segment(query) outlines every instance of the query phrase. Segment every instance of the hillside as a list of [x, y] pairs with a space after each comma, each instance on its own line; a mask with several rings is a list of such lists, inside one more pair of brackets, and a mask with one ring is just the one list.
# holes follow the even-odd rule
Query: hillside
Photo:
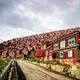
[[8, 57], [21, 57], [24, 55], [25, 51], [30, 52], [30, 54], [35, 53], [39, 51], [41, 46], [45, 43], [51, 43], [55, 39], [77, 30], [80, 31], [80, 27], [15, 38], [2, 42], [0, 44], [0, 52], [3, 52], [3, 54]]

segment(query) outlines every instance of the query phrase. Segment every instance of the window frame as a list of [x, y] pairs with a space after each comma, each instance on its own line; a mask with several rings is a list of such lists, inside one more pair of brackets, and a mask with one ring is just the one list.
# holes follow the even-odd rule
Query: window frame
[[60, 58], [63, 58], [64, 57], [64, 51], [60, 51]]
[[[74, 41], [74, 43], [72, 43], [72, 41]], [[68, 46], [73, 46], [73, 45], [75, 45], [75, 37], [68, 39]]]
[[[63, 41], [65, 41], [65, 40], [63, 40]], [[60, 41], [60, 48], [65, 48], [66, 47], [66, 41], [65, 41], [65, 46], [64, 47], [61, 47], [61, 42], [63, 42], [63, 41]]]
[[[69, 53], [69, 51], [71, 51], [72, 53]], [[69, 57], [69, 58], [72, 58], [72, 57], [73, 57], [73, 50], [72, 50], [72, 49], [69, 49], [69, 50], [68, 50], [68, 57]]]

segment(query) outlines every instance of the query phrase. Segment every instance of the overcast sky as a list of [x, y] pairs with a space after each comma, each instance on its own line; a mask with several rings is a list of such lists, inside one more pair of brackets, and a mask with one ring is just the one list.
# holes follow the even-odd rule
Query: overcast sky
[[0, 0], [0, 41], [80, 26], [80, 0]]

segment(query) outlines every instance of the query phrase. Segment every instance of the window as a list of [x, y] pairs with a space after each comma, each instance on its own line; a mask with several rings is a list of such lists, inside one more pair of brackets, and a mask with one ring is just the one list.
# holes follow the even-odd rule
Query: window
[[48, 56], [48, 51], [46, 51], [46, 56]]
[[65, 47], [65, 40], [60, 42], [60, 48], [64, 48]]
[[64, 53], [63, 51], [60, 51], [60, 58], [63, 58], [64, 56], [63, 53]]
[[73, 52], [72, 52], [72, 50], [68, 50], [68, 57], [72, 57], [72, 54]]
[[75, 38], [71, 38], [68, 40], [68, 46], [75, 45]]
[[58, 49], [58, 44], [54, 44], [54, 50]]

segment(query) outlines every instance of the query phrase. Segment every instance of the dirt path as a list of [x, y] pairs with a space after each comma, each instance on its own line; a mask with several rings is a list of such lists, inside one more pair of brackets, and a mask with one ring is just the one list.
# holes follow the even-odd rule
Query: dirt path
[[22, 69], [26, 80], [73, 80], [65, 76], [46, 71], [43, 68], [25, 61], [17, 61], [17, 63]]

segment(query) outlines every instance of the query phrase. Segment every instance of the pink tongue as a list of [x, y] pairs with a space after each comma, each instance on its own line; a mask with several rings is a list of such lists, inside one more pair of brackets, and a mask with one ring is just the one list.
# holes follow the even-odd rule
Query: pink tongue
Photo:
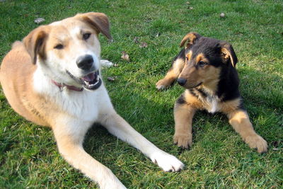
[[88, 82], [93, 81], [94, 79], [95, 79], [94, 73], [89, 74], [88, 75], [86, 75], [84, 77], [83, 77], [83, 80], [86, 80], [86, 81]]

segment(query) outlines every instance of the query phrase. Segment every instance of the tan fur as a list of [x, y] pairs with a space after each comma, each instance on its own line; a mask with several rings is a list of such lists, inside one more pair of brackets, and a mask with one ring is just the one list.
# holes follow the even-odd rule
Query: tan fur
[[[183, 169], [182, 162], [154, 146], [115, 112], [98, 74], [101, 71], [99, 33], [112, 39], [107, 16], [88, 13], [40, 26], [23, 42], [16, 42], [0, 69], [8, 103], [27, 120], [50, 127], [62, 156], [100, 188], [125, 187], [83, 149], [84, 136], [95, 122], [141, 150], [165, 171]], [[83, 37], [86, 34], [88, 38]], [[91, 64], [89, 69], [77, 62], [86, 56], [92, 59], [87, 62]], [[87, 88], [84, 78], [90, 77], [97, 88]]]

===============

Rewrite the stretch from the start of the records through the line that contains "50], [68, 57]]]", requests included, and stop at that line. Scale every coordinate in the polygon outlines by 2.2 and round to whole numbers, with halves rounded up; leave the numbers in the requests unchanged and omit the pictures.

*OUTPUT FOR THIS TASK:*
segment(query) outlines every instance of the query phrase. Segment every instance of the hillside as a list of [x, y] pairs with a space after each comma, each instance on its own line; a mask with several rings is a list of such lists, inside one more pair of brackets, and a mask with one ring is just the one list.
# holes follow the even-odd rule
Query: hillside
Photo:
[[18, 125], [46, 125], [53, 121], [55, 112], [66, 114], [66, 119], [77, 117], [86, 112], [90, 101], [99, 95], [112, 95], [121, 86], [169, 66], [176, 68], [176, 59], [33, 84], [4, 92], [0, 97], [0, 114], [7, 114], [7, 119]]

segment(query) outlines every instance of the query phrase. Segment every instance of the window frame as a list of [x, y] pairs with a space after each comma, each instance on its own line; a mask with several rings is a list of such lists, inside one more pair of brackets, and a mask with one ring is just the one list.
# holes follow the even-odd rule
Query: window frame
[[132, 128], [139, 128], [141, 125], [141, 112], [132, 112]]
[[[163, 90], [163, 95], [158, 95], [158, 90]], [[150, 101], [161, 101], [161, 99], [165, 99], [165, 81], [150, 86]]]
[[[139, 90], [143, 90], [143, 88], [139, 88]], [[132, 90], [132, 106], [143, 106], [145, 103], [145, 90], [143, 90], [143, 101], [141, 103], [134, 103], [134, 92], [139, 92], [139, 90]]]
[[[152, 117], [152, 112], [156, 112], [158, 117]], [[152, 125], [152, 128], [158, 128], [158, 125], [161, 125], [161, 110], [158, 110], [158, 108], [152, 108], [152, 110], [150, 110], [150, 125]]]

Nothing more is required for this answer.